-- start SUPPLIED RECORDS --

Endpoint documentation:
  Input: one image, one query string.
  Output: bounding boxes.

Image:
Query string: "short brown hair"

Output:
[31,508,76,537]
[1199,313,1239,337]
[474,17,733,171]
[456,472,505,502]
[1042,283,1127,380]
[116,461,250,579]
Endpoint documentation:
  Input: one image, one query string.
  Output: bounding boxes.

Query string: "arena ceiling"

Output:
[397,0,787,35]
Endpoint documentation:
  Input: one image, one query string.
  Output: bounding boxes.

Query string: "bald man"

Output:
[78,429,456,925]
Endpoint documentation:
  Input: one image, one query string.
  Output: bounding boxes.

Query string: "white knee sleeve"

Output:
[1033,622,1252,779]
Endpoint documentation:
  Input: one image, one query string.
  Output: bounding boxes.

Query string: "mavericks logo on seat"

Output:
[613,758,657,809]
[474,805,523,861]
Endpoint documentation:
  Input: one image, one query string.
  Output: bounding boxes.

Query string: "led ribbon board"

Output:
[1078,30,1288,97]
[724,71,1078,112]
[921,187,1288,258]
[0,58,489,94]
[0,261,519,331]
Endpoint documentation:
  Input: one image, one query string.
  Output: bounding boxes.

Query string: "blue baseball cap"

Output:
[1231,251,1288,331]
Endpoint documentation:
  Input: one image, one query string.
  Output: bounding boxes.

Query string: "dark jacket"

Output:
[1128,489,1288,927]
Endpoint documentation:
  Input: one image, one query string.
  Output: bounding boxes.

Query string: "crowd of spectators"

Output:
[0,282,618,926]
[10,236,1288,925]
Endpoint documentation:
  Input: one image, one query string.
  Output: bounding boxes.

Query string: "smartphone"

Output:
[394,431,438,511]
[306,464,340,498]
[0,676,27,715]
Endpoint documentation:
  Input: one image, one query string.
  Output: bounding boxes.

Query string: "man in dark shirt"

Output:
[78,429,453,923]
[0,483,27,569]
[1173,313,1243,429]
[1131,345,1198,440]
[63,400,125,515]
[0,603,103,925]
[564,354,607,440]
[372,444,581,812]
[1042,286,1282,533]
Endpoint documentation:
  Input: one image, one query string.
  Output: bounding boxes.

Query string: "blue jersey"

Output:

-- end SUPPLIED RECORDS --

TASK OBJECTIVE:
Reproduce all of the records above, unchanged, from the first line to the last.

OUTPUT BELOW:
Endpoint documentation:
  Input: one image, one query string.
  Output: bounding boxes.

Image:
Query string: "short brown hair"

Output:
[31,508,76,537]
[1199,313,1239,337]
[474,17,733,171]
[456,472,505,502]
[1042,283,1127,380]
[116,461,250,579]
Endpoint documentation:
  Input: one image, one query string.
  Output: bounding boxes.

Query string: "arena ceiling"

Output:
[397,0,787,35]
Endpoint documentation:
  Input: one image, one query string.
  Output: bounding boxes.

Query string: "bald man"

Output:
[78,429,456,925]
Endpoint documentation:
  Input: one image, one query string.
  Output: bounding boxes.

Query string: "white knee sleeve"

Output:
[1033,622,1252,779]
Endpoint documentation:
  Input: one image, one query string.
  Output: bounding boxes.

Query string: "mavericks logo on seat"

Output:
[613,758,657,809]
[474,805,523,861]
Endpoint documentation:
  Input: one image, one query string.
  Output: bounding boxes.

Query string: "led ribbon board"

Output:
[1078,30,1288,97]
[724,71,1078,112]
[921,187,1288,258]
[0,58,489,94]
[0,261,519,331]
Endpoint documentation:
  Input: one image, one query string.
  Output: bounding boxes.

Query string: "blue baseball cap"

Output:
[1231,251,1288,331]
Endpoint documentation:
  Input: one image, one query string.
  Output: bounding boxes.

Query string: "dark jacket"

Output:
[1128,489,1288,927]
Endpoint documentation:
  Input: one image, one query string.
  Output: bounding boxes.

Query string: "crowd of spectators"

Output:
[0,282,618,926]
[10,236,1288,925]
Endpoint documentation:
  Input: one image, one query string.
  Output: bounding boxes.

Query string: "smartphone"

Output:
[394,431,438,511]
[306,464,340,498]
[0,676,27,715]
Endpoint documentation:
  Input: one image, one query string.
  Output: bounding boxes.

Query string: "man in dark shirt"

Output:
[78,429,453,923]
[0,483,27,569]
[1173,313,1243,429]
[1131,345,1198,440]
[63,400,125,515]
[0,603,103,925]
[564,354,607,440]
[372,444,581,812]
[1042,286,1282,533]
Endpoint documentation:
  Input: one image, one query string.
  Output: bounding boxes.

Query string: "blue jersey"

Output:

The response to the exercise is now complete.